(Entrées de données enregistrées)
* * *
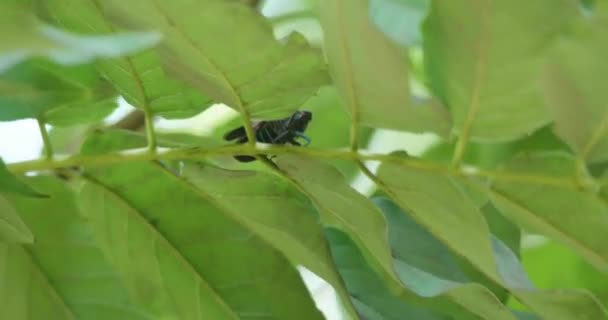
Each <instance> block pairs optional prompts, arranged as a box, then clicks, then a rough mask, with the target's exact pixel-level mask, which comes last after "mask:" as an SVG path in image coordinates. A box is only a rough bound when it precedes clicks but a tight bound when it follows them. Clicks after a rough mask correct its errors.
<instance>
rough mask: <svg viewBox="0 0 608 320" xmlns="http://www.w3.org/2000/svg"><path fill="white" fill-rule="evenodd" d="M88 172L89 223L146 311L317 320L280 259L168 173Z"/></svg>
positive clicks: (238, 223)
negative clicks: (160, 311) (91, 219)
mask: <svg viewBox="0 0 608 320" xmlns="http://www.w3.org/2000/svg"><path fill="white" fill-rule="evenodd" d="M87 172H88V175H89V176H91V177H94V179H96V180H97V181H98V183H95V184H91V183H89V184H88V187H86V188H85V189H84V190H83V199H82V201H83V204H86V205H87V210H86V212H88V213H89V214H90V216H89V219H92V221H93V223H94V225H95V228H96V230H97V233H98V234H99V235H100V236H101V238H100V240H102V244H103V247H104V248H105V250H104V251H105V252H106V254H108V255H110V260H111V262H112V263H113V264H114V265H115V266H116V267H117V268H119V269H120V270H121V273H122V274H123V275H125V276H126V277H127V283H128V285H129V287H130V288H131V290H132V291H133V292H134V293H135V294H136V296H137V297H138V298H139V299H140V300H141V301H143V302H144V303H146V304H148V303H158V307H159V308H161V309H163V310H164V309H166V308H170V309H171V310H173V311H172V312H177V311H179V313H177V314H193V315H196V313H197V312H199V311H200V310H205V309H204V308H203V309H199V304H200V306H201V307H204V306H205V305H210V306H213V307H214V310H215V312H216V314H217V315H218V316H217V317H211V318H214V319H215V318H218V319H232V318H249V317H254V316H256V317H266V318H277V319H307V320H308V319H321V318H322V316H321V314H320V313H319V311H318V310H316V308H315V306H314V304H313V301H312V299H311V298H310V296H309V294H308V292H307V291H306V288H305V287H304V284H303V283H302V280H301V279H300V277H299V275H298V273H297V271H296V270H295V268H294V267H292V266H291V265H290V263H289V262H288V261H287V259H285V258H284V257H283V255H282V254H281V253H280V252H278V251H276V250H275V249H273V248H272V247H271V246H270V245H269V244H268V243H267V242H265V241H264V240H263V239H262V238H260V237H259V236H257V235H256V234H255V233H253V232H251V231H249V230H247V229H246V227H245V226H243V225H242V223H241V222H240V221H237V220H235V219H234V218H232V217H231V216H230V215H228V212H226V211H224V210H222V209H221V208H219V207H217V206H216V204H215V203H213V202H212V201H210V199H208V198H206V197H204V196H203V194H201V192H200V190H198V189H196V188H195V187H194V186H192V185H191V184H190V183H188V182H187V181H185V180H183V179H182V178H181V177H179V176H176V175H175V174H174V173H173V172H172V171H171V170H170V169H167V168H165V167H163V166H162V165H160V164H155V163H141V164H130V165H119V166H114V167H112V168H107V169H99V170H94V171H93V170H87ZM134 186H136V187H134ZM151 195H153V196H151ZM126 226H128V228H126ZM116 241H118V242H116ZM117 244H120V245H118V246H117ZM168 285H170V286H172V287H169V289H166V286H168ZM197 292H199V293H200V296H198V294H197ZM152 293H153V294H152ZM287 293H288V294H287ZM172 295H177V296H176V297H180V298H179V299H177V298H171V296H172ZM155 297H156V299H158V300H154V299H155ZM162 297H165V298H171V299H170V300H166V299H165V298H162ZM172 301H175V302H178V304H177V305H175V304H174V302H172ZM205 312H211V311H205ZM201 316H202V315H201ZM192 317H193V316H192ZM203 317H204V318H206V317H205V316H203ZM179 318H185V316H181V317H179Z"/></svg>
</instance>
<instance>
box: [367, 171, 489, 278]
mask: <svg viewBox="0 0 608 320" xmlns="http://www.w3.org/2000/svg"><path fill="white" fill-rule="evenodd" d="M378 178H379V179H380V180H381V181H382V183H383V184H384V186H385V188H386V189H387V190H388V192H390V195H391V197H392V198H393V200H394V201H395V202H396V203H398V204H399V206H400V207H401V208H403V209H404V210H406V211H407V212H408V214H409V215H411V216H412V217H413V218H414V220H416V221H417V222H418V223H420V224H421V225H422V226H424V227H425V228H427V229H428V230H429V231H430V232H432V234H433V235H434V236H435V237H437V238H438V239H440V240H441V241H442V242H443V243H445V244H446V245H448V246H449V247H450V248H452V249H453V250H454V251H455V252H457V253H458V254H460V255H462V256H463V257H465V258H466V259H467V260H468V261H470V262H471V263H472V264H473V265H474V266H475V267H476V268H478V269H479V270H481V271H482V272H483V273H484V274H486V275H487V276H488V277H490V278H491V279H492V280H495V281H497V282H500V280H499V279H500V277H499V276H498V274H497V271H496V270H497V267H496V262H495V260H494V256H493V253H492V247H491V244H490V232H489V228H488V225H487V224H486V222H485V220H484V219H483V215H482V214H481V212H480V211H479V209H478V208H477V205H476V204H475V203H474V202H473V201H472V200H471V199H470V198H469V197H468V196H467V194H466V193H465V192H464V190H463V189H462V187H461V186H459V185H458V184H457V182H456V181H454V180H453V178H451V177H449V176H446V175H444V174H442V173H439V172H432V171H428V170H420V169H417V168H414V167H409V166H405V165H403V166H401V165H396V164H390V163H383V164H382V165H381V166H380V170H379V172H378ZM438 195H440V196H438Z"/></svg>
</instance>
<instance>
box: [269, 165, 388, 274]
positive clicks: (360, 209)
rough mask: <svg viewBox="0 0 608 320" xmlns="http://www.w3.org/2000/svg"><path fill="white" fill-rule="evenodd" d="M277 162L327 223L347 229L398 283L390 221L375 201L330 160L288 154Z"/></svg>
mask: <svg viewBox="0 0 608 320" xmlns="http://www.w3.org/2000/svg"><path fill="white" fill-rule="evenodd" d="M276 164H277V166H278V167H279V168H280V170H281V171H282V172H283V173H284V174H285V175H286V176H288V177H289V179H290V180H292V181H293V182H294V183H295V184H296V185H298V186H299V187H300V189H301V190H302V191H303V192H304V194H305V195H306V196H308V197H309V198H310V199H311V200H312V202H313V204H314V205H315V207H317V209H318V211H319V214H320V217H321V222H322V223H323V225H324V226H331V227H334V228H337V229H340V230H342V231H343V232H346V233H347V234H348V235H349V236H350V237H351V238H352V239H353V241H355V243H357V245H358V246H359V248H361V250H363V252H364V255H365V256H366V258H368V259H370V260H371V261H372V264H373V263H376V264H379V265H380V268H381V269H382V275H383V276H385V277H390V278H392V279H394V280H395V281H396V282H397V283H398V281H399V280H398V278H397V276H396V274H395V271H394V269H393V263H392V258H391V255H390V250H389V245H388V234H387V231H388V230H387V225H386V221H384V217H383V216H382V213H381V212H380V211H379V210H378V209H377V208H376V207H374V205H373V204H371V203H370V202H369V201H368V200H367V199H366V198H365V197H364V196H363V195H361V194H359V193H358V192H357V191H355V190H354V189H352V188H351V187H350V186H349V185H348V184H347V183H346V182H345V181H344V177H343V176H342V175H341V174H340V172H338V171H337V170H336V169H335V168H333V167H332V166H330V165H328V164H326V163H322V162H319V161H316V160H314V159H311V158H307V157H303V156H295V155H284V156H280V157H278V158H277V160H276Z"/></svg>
* * *
_Consigne_. Présentez l'ensemble des lignes des données ci-dessus sous forme de liste numérotée, en omettant les lignes vides. N'incluez pas les images dans votre réponse.

_Solution rédigée_.
1. Each <instance> block pairs optional prompts, arranged as a box, then clicks, then a rough mask, with the target's exact pixel-level mask, which comes last after "mask:" as an SVG path in image coordinates. A box is only a rough bound when it precedes clicks but a tight bound when it follows them. Clicks after a rough mask correct its errors.
2. <instance>
3. rough mask: <svg viewBox="0 0 608 320" xmlns="http://www.w3.org/2000/svg"><path fill="white" fill-rule="evenodd" d="M88 172L89 223L146 311L317 320L280 259L168 173Z"/></svg>
4. positive clicks: (238, 223)
5. negative clicks: (160, 311) (91, 219)
6. mask: <svg viewBox="0 0 608 320" xmlns="http://www.w3.org/2000/svg"><path fill="white" fill-rule="evenodd" d="M87 172H88V175H89V176H91V177H94V179H96V180H97V181H98V183H95V184H91V183H89V184H88V187H86V188H85V189H84V190H83V199H82V201H83V204H86V205H87V210H86V212H88V213H89V214H90V216H89V219H92V221H93V223H94V225H95V228H96V230H97V233H98V234H99V235H100V236H101V238H100V240H102V244H103V247H104V248H105V250H104V251H105V252H106V254H108V255H110V260H111V262H112V263H113V264H114V265H115V266H116V267H117V268H119V269H120V270H121V273H122V274H123V275H125V276H126V277H127V283H128V285H129V287H130V288H131V290H132V291H133V292H134V293H135V294H136V296H137V297H138V298H139V299H140V300H141V301H143V302H144V303H146V304H148V303H158V307H159V308H161V309H163V310H164V309H166V308H170V309H171V310H173V311H172V312H177V311H179V313H177V314H193V315H196V313H197V312H199V311H200V310H205V309H204V308H203V309H199V304H200V306H201V307H204V306H205V305H210V306H213V307H214V310H215V312H216V314H217V315H218V316H217V317H211V318H214V319H215V318H218V319H232V318H249V317H254V316H256V317H266V318H277V319H307V320H308V319H321V318H322V316H321V314H320V313H319V311H318V310H316V308H315V306H314V304H313V301H312V299H311V298H310V296H309V294H308V292H307V291H306V288H305V287H304V284H303V283H302V280H301V279H300V277H299V275H298V273H297V271H296V270H295V268H294V267H292V266H291V265H290V263H289V262H288V261H287V259H285V258H284V257H283V255H282V254H281V253H280V252H278V251H276V250H275V249H273V248H272V247H271V246H270V245H269V244H268V243H267V242H265V241H264V240H263V239H262V238H260V237H259V236H257V235H256V234H255V233H253V232H251V231H249V230H247V229H246V227H245V226H243V225H242V223H241V222H240V221H237V220H235V219H234V218H232V217H231V216H230V215H228V212H226V211H224V210H222V209H221V208H219V207H217V206H216V204H215V203H213V202H212V201H210V199H208V198H206V197H204V196H203V194H201V192H200V190H198V189H196V188H195V187H194V186H192V185H191V184H190V183H188V182H187V181H185V180H183V179H182V178H181V177H179V176H176V175H175V174H174V173H173V172H172V171H171V170H170V169H167V168H165V167H163V166H162V165H160V164H155V163H141V164H130V165H119V166H114V167H112V168H107V169H99V170H94V171H93V170H87ZM134 186H136V187H134ZM151 195H153V196H151ZM126 226H128V228H126ZM116 241H118V242H116ZM117 244H120V245H118V246H117ZM168 285H170V286H172V287H169V289H166V286H168ZM197 292H199V293H200V296H198V294H197ZM152 293H153V294H152ZM287 293H288V294H287ZM172 295H177V296H176V297H180V298H179V299H177V298H171V296H172ZM155 297H156V299H158V300H154V299H155ZM162 297H165V298H171V299H170V300H166V299H165V298H162ZM172 301H175V302H178V304H177V305H175V304H174V302H172ZM205 312H211V311H205ZM201 316H202V315H201ZM192 317H193V316H192ZM203 317H204V318H206V317H205V316H203ZM179 318H185V316H181V317H179Z"/></svg>
7. </instance>
8. <instance>
9. box: [367, 171, 489, 278]
10. mask: <svg viewBox="0 0 608 320" xmlns="http://www.w3.org/2000/svg"><path fill="white" fill-rule="evenodd" d="M378 178H379V179H380V180H381V181H382V183H383V184H384V186H385V188H386V189H387V190H388V192H390V195H391V197H392V198H393V200H394V201H395V202H396V203H398V204H399V206H400V207H401V208H403V209H404V210H406V211H407V212H408V214H409V215H411V216H412V217H413V218H414V220H416V221H417V222H418V223H420V224H421V225H422V226H424V227H425V228H427V229H428V230H429V231H430V232H432V234H433V235H434V236H435V237H437V238H438V239H440V240H441V241H442V242H443V243H445V244H446V245H448V246H449V247H450V248H452V249H453V250H454V251H455V252H457V253H458V254H460V255H462V256H463V257H465V258H466V259H467V260H468V261H470V262H471V263H472V264H473V265H474V266H475V267H476V268H478V269H479V270H481V271H482V272H483V273H484V274H486V275H487V276H488V277H490V278H491V279H492V280H495V281H497V282H500V280H499V279H500V277H499V276H498V274H497V271H496V270H497V267H496V262H495V260H494V256H493V253H492V247H491V244H490V232H489V228H488V225H487V224H486V222H485V220H484V219H483V215H482V214H481V212H480V211H479V209H478V208H477V205H476V204H475V203H474V202H473V201H472V200H471V199H470V198H469V197H468V196H467V194H466V193H465V192H464V190H463V189H462V187H461V186H459V185H458V184H457V182H456V181H454V180H453V178H451V177H449V176H446V175H444V174H442V173H439V172H432V171H428V170H420V169H417V168H414V167H409V166H405V165H403V166H401V165H396V164H390V163H383V164H382V165H381V166H380V170H379V172H378ZM438 195H440V196H438Z"/></svg>
11. </instance>
12. <instance>
13. box: [269, 165, 388, 274]
14. positive clicks: (360, 209)
15. rough mask: <svg viewBox="0 0 608 320" xmlns="http://www.w3.org/2000/svg"><path fill="white" fill-rule="evenodd" d="M277 162L327 223L347 229L398 283L390 221L375 201L330 160L288 154Z"/></svg>
16. mask: <svg viewBox="0 0 608 320" xmlns="http://www.w3.org/2000/svg"><path fill="white" fill-rule="evenodd" d="M276 164H277V166H278V167H279V168H280V170H281V171H282V172H283V173H284V174H285V175H286V176H288V177H289V179H290V180H292V181H293V182H294V183H295V184H296V185H298V186H299V187H300V189H301V190H302V191H303V192H304V194H305V195H306V196H308V197H309V198H310V199H311V200H312V202H313V204H314V205H315V207H317V209H318V211H319V214H320V217H321V222H322V223H323V225H324V226H331V227H334V228H337V229H340V230H342V231H343V232H346V233H347V234H348V235H349V236H350V237H351V238H352V239H353V241H355V243H357V245H358V246H359V248H361V250H363V252H364V255H365V256H366V258H368V259H370V260H371V261H372V264H373V263H376V264H379V265H380V268H381V269H382V275H383V276H385V277H390V278H392V279H394V280H395V281H396V282H397V283H398V281H399V280H398V278H397V276H396V274H395V271H394V269H393V263H392V258H391V255H390V250H389V245H388V234H387V231H388V230H387V225H386V221H384V217H383V216H382V213H381V212H380V211H379V210H378V209H377V208H376V207H374V205H373V204H371V203H370V202H369V201H368V200H367V199H366V198H365V197H364V196H363V195H361V194H359V193H358V192H357V191H355V190H354V189H352V188H351V187H350V186H349V185H348V184H347V183H346V182H345V181H344V177H343V176H342V175H341V174H340V172H338V171H337V170H336V169H335V168H333V167H332V166H330V165H328V164H326V163H322V162H319V161H316V160H314V159H311V158H307V157H303V156H295V155H284V156H280V157H278V158H277V160H276Z"/></svg>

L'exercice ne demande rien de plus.